Description of the task
Render the items below as a JSON list of strings, one string per line and blank lines omitted, from the very first line through the line containing "(754, 455), (829, 473)", inclusive.

##########

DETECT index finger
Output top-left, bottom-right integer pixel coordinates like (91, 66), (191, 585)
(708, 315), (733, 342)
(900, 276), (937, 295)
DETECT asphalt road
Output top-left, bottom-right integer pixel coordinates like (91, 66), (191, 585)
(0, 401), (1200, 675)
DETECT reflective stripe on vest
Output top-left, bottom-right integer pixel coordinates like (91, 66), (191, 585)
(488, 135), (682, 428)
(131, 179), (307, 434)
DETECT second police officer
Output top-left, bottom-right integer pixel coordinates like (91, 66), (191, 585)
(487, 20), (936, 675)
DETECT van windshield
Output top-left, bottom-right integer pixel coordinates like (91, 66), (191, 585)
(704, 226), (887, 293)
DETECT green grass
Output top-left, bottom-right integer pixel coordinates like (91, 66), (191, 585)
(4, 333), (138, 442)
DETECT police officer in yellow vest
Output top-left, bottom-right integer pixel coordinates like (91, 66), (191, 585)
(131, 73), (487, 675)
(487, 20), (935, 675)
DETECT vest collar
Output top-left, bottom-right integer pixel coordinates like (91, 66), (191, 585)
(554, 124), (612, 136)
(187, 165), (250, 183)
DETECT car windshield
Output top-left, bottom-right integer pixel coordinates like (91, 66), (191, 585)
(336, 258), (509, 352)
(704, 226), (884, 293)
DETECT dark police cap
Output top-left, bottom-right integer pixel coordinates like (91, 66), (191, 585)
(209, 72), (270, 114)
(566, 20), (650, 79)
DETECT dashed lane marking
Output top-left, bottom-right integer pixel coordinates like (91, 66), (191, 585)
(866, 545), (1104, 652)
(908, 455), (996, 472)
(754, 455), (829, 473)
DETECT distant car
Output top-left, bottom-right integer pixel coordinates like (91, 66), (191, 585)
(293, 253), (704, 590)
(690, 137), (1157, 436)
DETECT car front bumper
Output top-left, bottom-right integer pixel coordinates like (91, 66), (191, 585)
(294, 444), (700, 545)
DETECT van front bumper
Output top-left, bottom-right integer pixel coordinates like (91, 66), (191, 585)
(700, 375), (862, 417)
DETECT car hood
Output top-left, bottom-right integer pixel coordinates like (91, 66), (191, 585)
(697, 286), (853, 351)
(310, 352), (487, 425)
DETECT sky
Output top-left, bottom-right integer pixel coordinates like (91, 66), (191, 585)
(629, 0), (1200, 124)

##########

In response
[
  "DETECT index finger",
  "Output top-left, bottom-right integer pixel coordinates like (91, 66), (191, 585)",
  "(708, 315), (733, 342)",
  "(900, 276), (937, 295)",
  "DETECT asphalt road",
  "Output top-left, bottom-right integer pixel coordinates like (91, 66), (191, 585)",
  "(0, 401), (1200, 675)",
  "DETECT reflective stripe on vest",
  "Output top-left, bottom-right integer pixel coordinates like (91, 66), (191, 585)",
  "(488, 135), (682, 428)",
  "(131, 179), (307, 434)",
  "DETECT second police officer",
  "Output top-left, bottom-right integer pixel coordinates like (91, 66), (191, 585)",
  "(487, 20), (936, 675)",
  "DETECT van windshield",
  "Output top-left, bottom-right integer pixel coordinates like (91, 66), (191, 585)",
  "(704, 226), (887, 293)",
  "DETECT green grass",
  "Output top-left, bottom-right integer pixel coordinates like (91, 66), (191, 585)",
  "(4, 333), (138, 442)",
  "DETECT police officer in yellow vest",
  "Output top-left, bottom-right integer pixel coordinates like (91, 66), (191, 585)",
  "(131, 73), (487, 675)",
  "(487, 20), (935, 675)",
  "DETECT vest collar",
  "Output top-left, bottom-right integer pixel coordinates like (91, 66), (191, 585)",
  "(554, 124), (612, 136)",
  "(187, 165), (250, 183)",
  "DETECT car windshield",
  "Output top-left, bottom-right integer pixel coordinates like (91, 66), (191, 585)",
  "(336, 258), (509, 352)",
  "(704, 226), (884, 293)",
  "DETECT dark police cap",
  "Output top-left, bottom-right integer pixel coordinates like (91, 66), (191, 585)",
  "(209, 72), (270, 114)",
  "(566, 20), (650, 79)",
  "DETECT dashed lane marking",
  "Output top-left, bottom-right integer pixel coordinates like (91, 66), (191, 585)",
  "(866, 545), (1104, 652)",
  "(908, 455), (996, 472)",
  "(754, 455), (829, 473)"
]